Dataset items:

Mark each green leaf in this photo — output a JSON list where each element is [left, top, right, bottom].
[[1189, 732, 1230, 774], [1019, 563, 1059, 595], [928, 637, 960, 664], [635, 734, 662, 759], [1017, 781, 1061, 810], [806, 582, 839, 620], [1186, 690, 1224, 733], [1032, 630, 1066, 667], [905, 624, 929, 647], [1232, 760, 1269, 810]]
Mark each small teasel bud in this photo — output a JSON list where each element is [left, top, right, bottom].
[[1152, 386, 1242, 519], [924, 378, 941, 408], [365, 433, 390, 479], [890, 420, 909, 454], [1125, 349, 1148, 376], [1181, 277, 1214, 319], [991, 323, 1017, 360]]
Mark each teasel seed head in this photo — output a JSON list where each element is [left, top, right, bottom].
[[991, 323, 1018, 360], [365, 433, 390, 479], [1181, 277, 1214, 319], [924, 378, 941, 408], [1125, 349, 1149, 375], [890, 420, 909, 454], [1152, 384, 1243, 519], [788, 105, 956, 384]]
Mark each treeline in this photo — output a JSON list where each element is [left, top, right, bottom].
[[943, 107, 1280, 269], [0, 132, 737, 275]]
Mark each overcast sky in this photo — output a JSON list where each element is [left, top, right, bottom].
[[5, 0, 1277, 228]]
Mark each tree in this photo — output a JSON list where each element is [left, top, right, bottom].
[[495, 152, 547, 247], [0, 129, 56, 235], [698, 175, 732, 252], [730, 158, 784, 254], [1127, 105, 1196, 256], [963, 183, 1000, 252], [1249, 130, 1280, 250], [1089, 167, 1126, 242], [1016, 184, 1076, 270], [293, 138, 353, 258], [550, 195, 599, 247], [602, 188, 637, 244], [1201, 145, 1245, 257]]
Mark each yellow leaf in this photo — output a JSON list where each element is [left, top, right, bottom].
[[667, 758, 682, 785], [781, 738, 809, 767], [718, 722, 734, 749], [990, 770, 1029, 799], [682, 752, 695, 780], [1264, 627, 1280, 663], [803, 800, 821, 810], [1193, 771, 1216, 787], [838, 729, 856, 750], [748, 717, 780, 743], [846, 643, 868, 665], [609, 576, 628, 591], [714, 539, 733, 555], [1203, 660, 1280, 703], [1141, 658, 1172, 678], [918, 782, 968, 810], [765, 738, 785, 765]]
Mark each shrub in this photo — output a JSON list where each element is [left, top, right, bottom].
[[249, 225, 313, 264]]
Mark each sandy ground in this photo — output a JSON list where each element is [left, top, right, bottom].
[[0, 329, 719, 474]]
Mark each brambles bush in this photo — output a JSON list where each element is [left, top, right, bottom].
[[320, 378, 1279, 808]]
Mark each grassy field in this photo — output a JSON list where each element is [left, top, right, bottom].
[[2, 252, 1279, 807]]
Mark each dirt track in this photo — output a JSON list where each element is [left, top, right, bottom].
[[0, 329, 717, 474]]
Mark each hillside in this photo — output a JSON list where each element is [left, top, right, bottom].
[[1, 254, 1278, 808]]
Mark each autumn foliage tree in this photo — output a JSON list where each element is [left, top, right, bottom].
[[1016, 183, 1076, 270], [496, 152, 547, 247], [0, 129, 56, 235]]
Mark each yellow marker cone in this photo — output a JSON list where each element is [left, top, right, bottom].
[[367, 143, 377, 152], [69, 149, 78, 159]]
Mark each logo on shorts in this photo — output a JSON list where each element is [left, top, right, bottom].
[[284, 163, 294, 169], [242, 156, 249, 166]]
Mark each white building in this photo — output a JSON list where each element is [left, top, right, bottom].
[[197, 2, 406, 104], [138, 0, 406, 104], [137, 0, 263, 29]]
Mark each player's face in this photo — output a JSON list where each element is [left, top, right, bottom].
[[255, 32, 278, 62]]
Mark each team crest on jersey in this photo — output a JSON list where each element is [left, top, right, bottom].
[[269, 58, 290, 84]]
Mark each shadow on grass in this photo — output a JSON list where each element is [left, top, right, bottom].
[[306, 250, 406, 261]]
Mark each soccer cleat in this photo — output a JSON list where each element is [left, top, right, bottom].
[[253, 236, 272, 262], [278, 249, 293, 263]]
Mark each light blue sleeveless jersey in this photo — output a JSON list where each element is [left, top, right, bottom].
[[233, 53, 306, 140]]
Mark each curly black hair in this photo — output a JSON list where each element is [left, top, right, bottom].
--
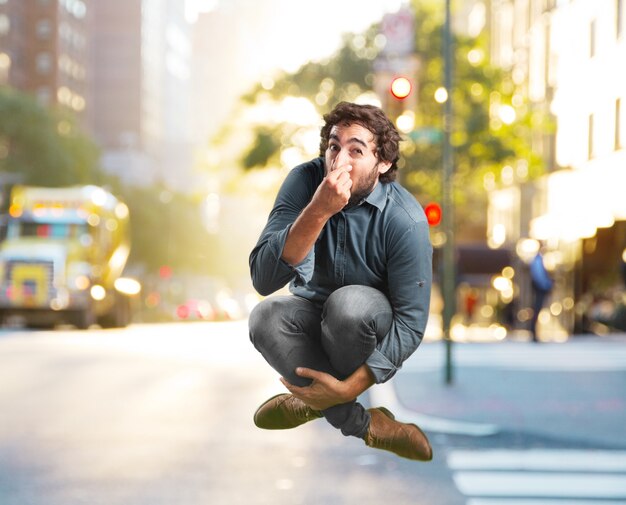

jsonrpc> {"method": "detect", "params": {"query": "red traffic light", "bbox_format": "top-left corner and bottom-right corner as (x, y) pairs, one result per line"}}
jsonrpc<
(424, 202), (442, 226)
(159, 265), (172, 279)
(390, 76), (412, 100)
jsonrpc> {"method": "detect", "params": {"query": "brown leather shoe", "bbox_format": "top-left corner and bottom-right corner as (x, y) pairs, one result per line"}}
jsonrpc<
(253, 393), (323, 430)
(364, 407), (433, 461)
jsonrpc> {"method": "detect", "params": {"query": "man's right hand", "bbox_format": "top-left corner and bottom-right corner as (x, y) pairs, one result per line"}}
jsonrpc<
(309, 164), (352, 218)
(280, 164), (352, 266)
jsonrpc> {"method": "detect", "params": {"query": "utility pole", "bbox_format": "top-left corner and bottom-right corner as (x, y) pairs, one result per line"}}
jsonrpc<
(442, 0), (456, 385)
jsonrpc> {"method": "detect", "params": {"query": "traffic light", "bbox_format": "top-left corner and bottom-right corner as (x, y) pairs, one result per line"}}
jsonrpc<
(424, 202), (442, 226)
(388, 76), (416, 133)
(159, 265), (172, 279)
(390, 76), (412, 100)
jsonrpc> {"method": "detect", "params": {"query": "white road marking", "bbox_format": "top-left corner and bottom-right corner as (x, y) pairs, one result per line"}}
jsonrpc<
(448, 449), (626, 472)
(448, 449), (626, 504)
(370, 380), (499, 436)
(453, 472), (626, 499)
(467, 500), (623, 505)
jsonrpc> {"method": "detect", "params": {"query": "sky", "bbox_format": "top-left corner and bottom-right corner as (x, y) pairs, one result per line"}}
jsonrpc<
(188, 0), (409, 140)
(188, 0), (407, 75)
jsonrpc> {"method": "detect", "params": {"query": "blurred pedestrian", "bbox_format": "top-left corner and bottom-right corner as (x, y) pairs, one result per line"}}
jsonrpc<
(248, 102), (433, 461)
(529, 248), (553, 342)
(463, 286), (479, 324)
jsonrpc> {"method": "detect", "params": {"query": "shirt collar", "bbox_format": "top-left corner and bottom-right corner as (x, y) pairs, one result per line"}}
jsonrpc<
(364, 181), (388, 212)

*Work request*
Your answer must be every line from the entries that contains the string "traffic", copied as it stands.

*Task solution*
jsonrpc> {"method": "detect", "params": {"query": "red traffic light", "bbox_format": "top-left corner and bottom-right corner as (x, y) pairs, one result per line"}}
jsonrpc> {"method": "detect", "params": {"query": "traffic light", "bbox_format": "top-left corner and bottom-right corner as (x, y) pairs, one result per line"}}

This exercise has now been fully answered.